** BEGIN **

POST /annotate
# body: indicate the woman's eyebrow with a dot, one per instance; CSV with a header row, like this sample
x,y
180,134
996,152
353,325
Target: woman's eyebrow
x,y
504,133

** END **

> **Aim**: Can you convert every line of the records above into a JSON list of strings, one string per line, leaving out any blank lines?

> **Written answer**:
[
  "POST /annotate",
  "# body: indicate the woman's eyebrow with a dot, one per instance; CSV with a header row, like this sample",
  "x,y",
  "180,134",
  "996,152",
  "353,325",
  "Target: woman's eyebrow",
  "x,y",
  "504,133"
]